** Extracted information **
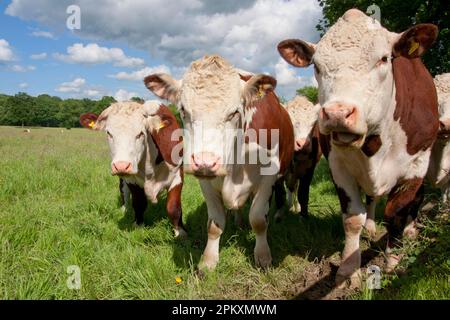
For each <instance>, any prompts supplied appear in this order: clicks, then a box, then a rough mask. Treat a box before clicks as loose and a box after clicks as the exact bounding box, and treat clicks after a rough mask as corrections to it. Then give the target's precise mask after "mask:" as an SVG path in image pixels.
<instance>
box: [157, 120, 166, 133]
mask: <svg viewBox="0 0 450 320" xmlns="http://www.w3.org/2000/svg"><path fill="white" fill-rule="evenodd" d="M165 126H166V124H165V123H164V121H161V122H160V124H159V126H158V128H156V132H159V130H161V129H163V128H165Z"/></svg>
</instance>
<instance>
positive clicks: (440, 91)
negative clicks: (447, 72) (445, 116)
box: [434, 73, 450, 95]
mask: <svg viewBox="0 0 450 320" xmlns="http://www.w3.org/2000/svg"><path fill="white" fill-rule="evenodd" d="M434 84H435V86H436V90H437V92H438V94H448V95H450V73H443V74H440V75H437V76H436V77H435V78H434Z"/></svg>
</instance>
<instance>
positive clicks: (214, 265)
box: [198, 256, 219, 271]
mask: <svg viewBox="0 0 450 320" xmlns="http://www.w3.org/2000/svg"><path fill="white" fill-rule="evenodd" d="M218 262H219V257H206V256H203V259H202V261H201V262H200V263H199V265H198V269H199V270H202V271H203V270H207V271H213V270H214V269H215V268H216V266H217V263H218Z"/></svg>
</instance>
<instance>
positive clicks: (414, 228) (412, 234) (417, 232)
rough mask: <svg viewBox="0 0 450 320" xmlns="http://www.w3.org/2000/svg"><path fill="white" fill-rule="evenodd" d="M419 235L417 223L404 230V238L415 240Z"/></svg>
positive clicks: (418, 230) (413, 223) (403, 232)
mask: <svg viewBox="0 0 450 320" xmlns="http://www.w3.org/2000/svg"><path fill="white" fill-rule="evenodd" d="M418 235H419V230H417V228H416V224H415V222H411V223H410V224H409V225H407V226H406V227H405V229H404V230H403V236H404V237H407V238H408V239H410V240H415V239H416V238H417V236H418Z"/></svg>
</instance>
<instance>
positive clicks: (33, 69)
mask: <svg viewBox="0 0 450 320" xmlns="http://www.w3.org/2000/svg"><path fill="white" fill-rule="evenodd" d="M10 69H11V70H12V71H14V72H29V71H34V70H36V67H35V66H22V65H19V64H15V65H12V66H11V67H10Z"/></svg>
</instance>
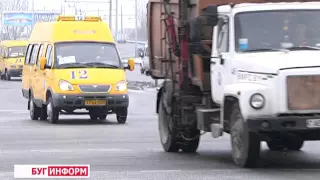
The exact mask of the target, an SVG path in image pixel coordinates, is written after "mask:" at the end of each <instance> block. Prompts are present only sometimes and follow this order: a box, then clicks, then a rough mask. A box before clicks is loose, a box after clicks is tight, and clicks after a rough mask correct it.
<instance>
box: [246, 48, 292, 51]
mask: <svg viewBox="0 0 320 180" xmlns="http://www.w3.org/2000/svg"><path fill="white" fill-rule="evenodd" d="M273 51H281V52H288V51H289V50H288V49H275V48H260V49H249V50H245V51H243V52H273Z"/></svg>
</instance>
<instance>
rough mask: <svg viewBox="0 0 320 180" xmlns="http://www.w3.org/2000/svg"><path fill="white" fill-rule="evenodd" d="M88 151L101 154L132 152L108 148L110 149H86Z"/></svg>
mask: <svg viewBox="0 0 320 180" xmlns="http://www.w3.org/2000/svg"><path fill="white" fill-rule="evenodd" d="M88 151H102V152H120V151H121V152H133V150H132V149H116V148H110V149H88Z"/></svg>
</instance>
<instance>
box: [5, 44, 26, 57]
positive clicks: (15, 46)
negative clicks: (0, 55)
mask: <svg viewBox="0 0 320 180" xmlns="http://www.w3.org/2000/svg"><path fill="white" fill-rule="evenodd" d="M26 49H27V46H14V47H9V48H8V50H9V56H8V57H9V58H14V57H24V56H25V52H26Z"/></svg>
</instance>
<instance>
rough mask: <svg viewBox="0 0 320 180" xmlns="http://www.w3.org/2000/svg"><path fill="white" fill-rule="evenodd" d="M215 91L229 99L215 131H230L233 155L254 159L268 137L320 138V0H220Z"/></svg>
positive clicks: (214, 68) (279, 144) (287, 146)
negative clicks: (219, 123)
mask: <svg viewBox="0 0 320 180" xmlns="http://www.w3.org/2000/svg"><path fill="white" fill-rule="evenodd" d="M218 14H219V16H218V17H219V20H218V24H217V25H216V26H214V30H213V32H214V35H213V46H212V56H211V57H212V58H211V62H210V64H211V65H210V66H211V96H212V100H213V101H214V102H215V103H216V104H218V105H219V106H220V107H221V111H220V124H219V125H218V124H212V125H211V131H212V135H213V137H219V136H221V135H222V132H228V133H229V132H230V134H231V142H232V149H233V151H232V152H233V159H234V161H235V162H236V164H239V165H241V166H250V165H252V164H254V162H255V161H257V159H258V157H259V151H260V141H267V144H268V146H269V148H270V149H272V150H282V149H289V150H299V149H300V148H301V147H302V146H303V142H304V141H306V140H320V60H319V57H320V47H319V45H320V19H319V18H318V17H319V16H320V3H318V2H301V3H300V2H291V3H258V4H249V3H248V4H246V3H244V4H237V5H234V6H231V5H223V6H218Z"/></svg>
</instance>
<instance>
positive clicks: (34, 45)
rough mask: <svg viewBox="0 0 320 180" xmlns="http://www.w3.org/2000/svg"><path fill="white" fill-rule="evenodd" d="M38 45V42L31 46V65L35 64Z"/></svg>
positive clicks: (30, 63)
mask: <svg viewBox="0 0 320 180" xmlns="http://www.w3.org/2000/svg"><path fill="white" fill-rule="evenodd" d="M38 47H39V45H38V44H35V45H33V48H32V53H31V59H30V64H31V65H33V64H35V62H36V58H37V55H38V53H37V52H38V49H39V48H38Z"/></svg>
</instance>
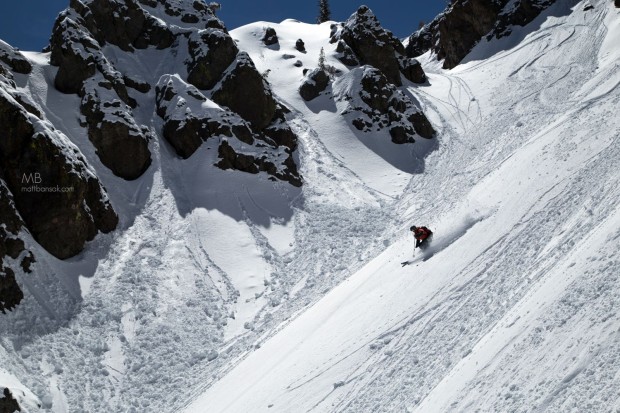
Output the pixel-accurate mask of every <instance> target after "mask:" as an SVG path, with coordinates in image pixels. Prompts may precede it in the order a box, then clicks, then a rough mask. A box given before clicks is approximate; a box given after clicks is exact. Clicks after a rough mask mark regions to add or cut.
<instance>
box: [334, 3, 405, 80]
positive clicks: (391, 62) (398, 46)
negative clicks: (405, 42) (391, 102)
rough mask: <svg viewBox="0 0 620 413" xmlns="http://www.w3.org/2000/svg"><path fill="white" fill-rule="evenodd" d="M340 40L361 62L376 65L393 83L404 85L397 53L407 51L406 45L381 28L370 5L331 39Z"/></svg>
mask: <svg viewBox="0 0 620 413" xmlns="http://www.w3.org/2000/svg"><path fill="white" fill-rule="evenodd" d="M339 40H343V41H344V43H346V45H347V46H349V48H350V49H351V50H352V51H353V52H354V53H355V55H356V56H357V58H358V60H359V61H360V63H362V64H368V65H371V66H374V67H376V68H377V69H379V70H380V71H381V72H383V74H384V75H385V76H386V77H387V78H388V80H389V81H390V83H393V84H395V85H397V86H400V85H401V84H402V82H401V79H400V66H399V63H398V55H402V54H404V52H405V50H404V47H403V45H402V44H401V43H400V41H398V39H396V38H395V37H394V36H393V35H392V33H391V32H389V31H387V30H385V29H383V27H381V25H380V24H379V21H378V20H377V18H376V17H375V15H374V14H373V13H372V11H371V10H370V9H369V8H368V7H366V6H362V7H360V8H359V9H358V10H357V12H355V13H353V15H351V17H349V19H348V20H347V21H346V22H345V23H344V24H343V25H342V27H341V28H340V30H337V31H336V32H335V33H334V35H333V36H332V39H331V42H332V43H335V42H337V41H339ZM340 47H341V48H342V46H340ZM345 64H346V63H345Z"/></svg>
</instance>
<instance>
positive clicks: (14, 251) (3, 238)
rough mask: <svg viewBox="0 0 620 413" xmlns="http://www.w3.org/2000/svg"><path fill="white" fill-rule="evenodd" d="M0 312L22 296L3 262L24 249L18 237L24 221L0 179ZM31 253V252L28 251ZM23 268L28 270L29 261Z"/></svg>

** Assignment **
Make an exact reproduction of the listing above, without any pictures.

** Task solution **
For each <instance>, any prompts supplied appear in this order: clicks, then a box, then a rough mask. Treat a box before clicks as loose and a box after clicks as the exact bounding box, and treat clicks after a rough mask as corrections to it. Then give the target's precise mask after "mask:" as an SVG path in image pixels.
<instance>
box: [157, 120, 166, 133]
mask: <svg viewBox="0 0 450 320" xmlns="http://www.w3.org/2000/svg"><path fill="white" fill-rule="evenodd" d="M165 126H166V124H165V123H164V121H161V122H160V124H159V126H158V128H156V132H159V130H161V129H163V128H165Z"/></svg>
</instance>
<instance>
positive clicks: (440, 91)
negative clicks: (447, 72) (445, 116)
box: [434, 73, 450, 95]
mask: <svg viewBox="0 0 450 320" xmlns="http://www.w3.org/2000/svg"><path fill="white" fill-rule="evenodd" d="M434 84H435V86H436V90H437V92H438V94H448V95H450V73H443V74H440V75H437V76H436V77H435V78H434Z"/></svg>
</instance>
<instance>
positive clicks: (214, 265)
box: [198, 256, 219, 271]
mask: <svg viewBox="0 0 450 320" xmlns="http://www.w3.org/2000/svg"><path fill="white" fill-rule="evenodd" d="M218 262H219V257H206V256H203V259H202V261H201V262H200V263H199V265H198V269H199V270H202V271H203V270H207V271H213V270H214V269H215V268H216V266H217V263H218Z"/></svg>
</instance>
<instance>
positive clicks: (414, 228) (412, 234) (417, 232)
rough mask: <svg viewBox="0 0 450 320" xmlns="http://www.w3.org/2000/svg"><path fill="white" fill-rule="evenodd" d="M419 235L417 223L404 230V238L415 240Z"/></svg>
positive clicks: (418, 230) (413, 223) (403, 232)
mask: <svg viewBox="0 0 450 320" xmlns="http://www.w3.org/2000/svg"><path fill="white" fill-rule="evenodd" d="M418 235H419V230H417V228H416V224H415V222H411V223H410V224H409V225H407V226H406V227H405V229H404V230H403V236H404V237H407V238H408V239H410V240H415V239H416V238H417V236H418Z"/></svg>
</instance>
<instance>
positive clicks: (33, 69)
mask: <svg viewBox="0 0 450 320" xmlns="http://www.w3.org/2000/svg"><path fill="white" fill-rule="evenodd" d="M10 69H11V70H12V71H14V72H29V71H34V70H36V67H35V66H22V65H19V64H15V65H12V66H11V67H10Z"/></svg>
</instance>
The exact mask of the target, an SVG path in image pixel coordinates, is written after "mask:" at the end of each <instance> block. Prompts are present only sometimes and follow this order: a box, then clicks, then a rough mask. A box before clicks is loose, a box after clicks is tight, and clicks after a rough mask correct it.
<instance>
box: [246, 48, 292, 51]
mask: <svg viewBox="0 0 320 180" xmlns="http://www.w3.org/2000/svg"><path fill="white" fill-rule="evenodd" d="M273 51H281V52H288V51H289V50H288V49H275V48H260V49H249V50H245V51H243V52H273Z"/></svg>
</instance>
<instance>
rough mask: <svg viewBox="0 0 320 180" xmlns="http://www.w3.org/2000/svg"><path fill="white" fill-rule="evenodd" d="M88 151L101 154L132 152L108 148L110 149H86Z"/></svg>
mask: <svg viewBox="0 0 320 180" xmlns="http://www.w3.org/2000/svg"><path fill="white" fill-rule="evenodd" d="M88 151H102V152H120V151H121V152H133V150H132V149H116V148H110V149H88Z"/></svg>
</instance>
<instance>
box: [5, 44, 26, 57]
positive clicks: (15, 46)
negative clicks: (0, 55)
mask: <svg viewBox="0 0 320 180" xmlns="http://www.w3.org/2000/svg"><path fill="white" fill-rule="evenodd" d="M26 49H27V46H14V47H9V48H8V50H9V56H8V57H9V58H14V57H24V56H25V52H26Z"/></svg>
</instance>
<instance>
rough mask: <svg viewBox="0 0 320 180" xmlns="http://www.w3.org/2000/svg"><path fill="white" fill-rule="evenodd" d="M215 91L229 99L215 131H230L233 155L254 159L268 137L320 138V0H220Z"/></svg>
positive clicks: (214, 68) (279, 144) (287, 146)
negative clicks: (219, 123)
mask: <svg viewBox="0 0 320 180" xmlns="http://www.w3.org/2000/svg"><path fill="white" fill-rule="evenodd" d="M218 14H219V16H218V17H219V20H218V24H217V25H216V26H214V30H213V32H214V35H213V46H212V56H211V57H212V58H211V62H210V64H211V65H210V66H211V96H212V100H213V101H214V102H215V103H216V104H218V105H219V106H220V107H221V111H220V124H219V125H218V124H212V125H211V131H212V135H213V137H219V136H221V135H222V132H228V133H229V132H230V134H231V142H232V149H233V151H232V152H233V159H234V161H235V162H236V164H239V165H241V166H250V165H252V164H254V162H255V161H257V159H258V157H259V151H260V141H267V144H268V146H269V148H270V149H272V150H282V149H289V150H299V149H300V148H301V147H302V146H303V142H304V141H306V140H320V60H319V57H320V47H319V45H320V19H319V18H318V17H319V16H320V3H318V2H301V3H300V2H291V3H258V4H249V3H248V4H246V3H244V4H237V5H234V6H231V5H223V6H218Z"/></svg>
</instance>
<instance>
positive clicks: (34, 45)
rough mask: <svg viewBox="0 0 320 180" xmlns="http://www.w3.org/2000/svg"><path fill="white" fill-rule="evenodd" d="M38 45V42L31 46V65L35 64Z"/></svg>
positive clicks: (30, 63)
mask: <svg viewBox="0 0 320 180" xmlns="http://www.w3.org/2000/svg"><path fill="white" fill-rule="evenodd" d="M38 47H39V45H38V44H35V45H33V48H32V53H31V59H30V64H31V65H33V64H35V62H36V58H37V55H38V53H37V52H38V49H39V48H38Z"/></svg>
</instance>
Output the pixel-accurate mask of every <instance> target after "mask:" as an SVG path, with coordinates in image pixels. Prompts may precede it in the order a box, then clicks, then a rough mask. A box given before clicks is approximate; a box given after clicks is exact. Clicks after a rough mask mark regions to add or cut.
<instance>
box: [334, 3, 405, 80]
positive clicks: (391, 62) (398, 46)
negative clicks: (405, 42) (391, 102)
rough mask: <svg viewBox="0 0 620 413" xmlns="http://www.w3.org/2000/svg"><path fill="white" fill-rule="evenodd" d="M340 40L361 62L376 65L393 83L404 85L397 53L407 51L406 45L381 28L370 5L331 39Z"/></svg>
mask: <svg viewBox="0 0 620 413" xmlns="http://www.w3.org/2000/svg"><path fill="white" fill-rule="evenodd" d="M339 40H343V41H344V43H346V45H347V46H349V48H350V49H351V50H352V51H353V52H354V53H355V55H356V56H357V58H358V60H359V61H360V63H362V64H368V65H371V66H374V67H376V68H377V69H379V70H380V71H381V72H383V74H384V75H385V76H386V77H387V78H388V80H389V81H390V83H393V84H395V85H397V86H400V85H401V84H402V82H401V79H400V66H399V63H398V55H402V54H404V52H405V50H404V47H403V45H402V44H401V43H400V41H398V39H396V38H395V37H394V36H393V35H392V33H391V32H389V31H387V30H385V29H383V27H381V25H380V24H379V21H378V20H377V18H376V17H375V15H374V14H373V13H372V11H371V10H370V9H369V8H368V7H366V6H362V7H360V8H359V9H358V10H357V12H355V13H353V15H351V17H349V19H348V20H347V21H346V22H345V23H344V24H343V25H342V27H341V28H340V30H337V31H336V32H335V33H334V35H333V36H332V39H331V42H332V43H335V42H337V41H339ZM340 47H341V48H342V46H340ZM345 64H346V63H345Z"/></svg>
</instance>
<instance>
positive clicks: (14, 251) (3, 238)
rough mask: <svg viewBox="0 0 620 413" xmlns="http://www.w3.org/2000/svg"><path fill="white" fill-rule="evenodd" d="M0 312L22 296L3 262L24 249L18 237L24 221L0 179ZM31 253V252L28 251ZM23 268L28 270L29 261Z"/></svg>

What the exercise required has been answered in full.